#### TEXT EXTRACT
▬▬▬▬▬▬
December 2, 2021 - infrastructure nvidia

Enabling CUDA with PyTorch on Nvidia Jetson and Python 3.9

Xavier Geerinck


Did you enjoy reading? Or do you want to stay up-to-date of new Articles?

Consider sponsoring me or providing feedback so I can continue creating high-quality articles!

At my current customer Proximus I am working on putting Edge AI in use for the vision of "TODO-INSERT-VISION". To achieve this, we had to enable CUDA on the Nvidia Jetson devices that will analyze and infer our sensors.


Let's first go through the prerequisites. These are important as else we won't be able to correctly run our container.


  1. Have JetPack installed on your Nvidia Jetson Nano
  2. Have PyTorch compiled for Python 3.9

The Nvidia on Docker packages

To have GPU support in your containers, it is important to understand the different packages out there and how they work together in achieving this.
▬▬▬▬▬▬
#### CHALLENGES
(1) Condense the paragraph of the Jetson CUDA article that begins "At my current customer Proximus" into a short bulleted list that keeps its main facts.
(2) Extend the Jetson CUDA article past its final sentence by describing the Nvidia on Docker packages and how they work together to give containers GPU support.

[Records from a collection]
▬▬▬▬▬▬
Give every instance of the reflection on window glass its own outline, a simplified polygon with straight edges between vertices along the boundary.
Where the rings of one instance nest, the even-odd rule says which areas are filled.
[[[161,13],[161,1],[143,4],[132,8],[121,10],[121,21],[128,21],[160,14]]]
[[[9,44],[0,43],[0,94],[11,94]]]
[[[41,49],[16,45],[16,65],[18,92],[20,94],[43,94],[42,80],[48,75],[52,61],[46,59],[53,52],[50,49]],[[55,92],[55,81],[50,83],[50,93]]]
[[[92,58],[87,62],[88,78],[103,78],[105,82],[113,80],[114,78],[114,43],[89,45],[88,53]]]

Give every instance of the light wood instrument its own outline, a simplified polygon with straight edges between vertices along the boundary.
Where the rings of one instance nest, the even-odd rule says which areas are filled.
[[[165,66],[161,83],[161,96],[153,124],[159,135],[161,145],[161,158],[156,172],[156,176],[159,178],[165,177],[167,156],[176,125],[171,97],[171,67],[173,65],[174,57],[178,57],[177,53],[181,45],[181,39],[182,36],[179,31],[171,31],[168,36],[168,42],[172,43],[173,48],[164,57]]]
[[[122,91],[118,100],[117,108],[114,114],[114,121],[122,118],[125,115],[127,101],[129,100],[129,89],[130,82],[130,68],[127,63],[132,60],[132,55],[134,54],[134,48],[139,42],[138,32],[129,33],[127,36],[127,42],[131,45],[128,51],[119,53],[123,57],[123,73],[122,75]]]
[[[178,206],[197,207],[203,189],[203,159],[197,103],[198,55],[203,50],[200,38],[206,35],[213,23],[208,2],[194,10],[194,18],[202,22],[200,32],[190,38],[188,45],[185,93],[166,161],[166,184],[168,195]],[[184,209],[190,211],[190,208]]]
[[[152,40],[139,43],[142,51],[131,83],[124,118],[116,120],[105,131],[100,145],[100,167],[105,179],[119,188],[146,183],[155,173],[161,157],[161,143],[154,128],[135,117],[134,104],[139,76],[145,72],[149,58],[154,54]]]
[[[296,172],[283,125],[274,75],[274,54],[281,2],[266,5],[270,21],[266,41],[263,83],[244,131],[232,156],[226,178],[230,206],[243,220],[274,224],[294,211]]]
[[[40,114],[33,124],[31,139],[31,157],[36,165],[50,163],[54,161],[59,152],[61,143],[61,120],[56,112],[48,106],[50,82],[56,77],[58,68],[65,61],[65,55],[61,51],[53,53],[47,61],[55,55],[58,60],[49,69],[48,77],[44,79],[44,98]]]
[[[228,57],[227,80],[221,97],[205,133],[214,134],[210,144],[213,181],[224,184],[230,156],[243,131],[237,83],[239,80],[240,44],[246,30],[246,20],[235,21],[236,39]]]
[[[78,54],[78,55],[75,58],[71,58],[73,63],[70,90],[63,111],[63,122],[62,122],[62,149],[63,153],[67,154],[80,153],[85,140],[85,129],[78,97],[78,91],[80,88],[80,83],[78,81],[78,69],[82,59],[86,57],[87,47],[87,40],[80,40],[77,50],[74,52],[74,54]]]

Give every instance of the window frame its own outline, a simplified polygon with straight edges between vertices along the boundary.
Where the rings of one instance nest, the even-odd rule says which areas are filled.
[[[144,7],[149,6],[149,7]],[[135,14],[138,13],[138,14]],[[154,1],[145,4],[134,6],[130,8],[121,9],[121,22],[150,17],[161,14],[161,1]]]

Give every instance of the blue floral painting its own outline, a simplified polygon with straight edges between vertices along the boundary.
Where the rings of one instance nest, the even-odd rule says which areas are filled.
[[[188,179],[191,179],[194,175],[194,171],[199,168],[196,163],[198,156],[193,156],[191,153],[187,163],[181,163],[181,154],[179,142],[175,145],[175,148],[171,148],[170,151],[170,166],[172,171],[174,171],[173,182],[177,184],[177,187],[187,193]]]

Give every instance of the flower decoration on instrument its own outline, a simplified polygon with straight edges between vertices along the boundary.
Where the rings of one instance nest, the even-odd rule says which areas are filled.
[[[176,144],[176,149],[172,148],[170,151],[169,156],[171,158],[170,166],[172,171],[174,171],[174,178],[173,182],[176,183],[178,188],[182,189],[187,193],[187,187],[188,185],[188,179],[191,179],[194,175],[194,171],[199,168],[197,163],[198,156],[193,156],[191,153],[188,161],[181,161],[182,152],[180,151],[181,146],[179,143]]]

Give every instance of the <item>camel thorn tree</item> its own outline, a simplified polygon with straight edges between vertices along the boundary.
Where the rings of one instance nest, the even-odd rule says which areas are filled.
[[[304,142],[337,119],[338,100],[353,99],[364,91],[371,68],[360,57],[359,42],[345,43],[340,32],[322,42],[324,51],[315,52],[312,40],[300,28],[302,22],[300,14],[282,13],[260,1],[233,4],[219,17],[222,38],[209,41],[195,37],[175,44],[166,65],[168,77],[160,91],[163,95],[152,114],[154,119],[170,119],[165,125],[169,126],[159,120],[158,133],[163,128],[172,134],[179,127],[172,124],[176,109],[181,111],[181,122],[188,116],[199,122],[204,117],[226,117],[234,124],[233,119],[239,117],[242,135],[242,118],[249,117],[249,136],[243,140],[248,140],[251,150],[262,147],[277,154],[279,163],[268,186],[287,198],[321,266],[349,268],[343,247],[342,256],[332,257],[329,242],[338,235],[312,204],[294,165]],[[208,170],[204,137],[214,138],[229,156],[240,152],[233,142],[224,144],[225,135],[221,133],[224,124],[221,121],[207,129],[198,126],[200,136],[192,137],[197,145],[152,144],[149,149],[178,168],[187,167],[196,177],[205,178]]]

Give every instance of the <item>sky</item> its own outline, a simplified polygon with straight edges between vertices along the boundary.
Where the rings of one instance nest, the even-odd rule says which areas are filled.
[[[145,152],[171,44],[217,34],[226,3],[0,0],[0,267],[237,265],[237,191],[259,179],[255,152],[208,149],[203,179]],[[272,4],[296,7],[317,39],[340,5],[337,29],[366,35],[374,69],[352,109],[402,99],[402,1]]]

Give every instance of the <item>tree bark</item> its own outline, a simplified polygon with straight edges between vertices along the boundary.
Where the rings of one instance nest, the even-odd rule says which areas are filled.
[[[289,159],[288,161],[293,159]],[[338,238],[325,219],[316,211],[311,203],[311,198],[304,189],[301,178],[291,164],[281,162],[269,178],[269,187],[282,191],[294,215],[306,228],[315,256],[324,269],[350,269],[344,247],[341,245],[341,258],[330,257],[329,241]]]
▬▬▬▬▬▬
#### RESPONSE LIST
(1)
- The work is for the customer Proximus.
- The goal is to put Edge AI into use.
- CUDA had to be enabled on the Nvidia Jetson devices.
- Those devices will analyze and infer the sensors.

(2)
All packages below are summarized under the term nvidia-docker which refers to a collection of components:

  • libnvidia-container: Main required package, it is container-runtime agnostic and provides a wrapper CLI that different runtimes can invoke to inject NVIDIA GPU support into their containers.
  • nvidia-container-toolkit: Includes a sccript that implements the interface required by runC prestart hook.
  • nvidia-container-runtime: Wrapper around runC and injects the nvidia-container-toolkit script in it.
  • nvidia-docker2: Takes script associated with nvidia-container-runtime and installs it into docker's /etc/docker/daemon.json so we can run docker run --runtime=nvidia ...

It is important to note that all are needed even though some documentation links state only to install nvidia-docker2. This is because Kubernetes with Docker 19.03 needs nvidia-docker2 to be able to pass GPU information since it doesn't support the --gpus flag yet.

💡 More details can be found in this post by Kevin Klues.

Ensure the packages described above are available on the system

dpkg -l | grep nvidia


To verify the above, we can utilize the following blocks that help us check CUDA.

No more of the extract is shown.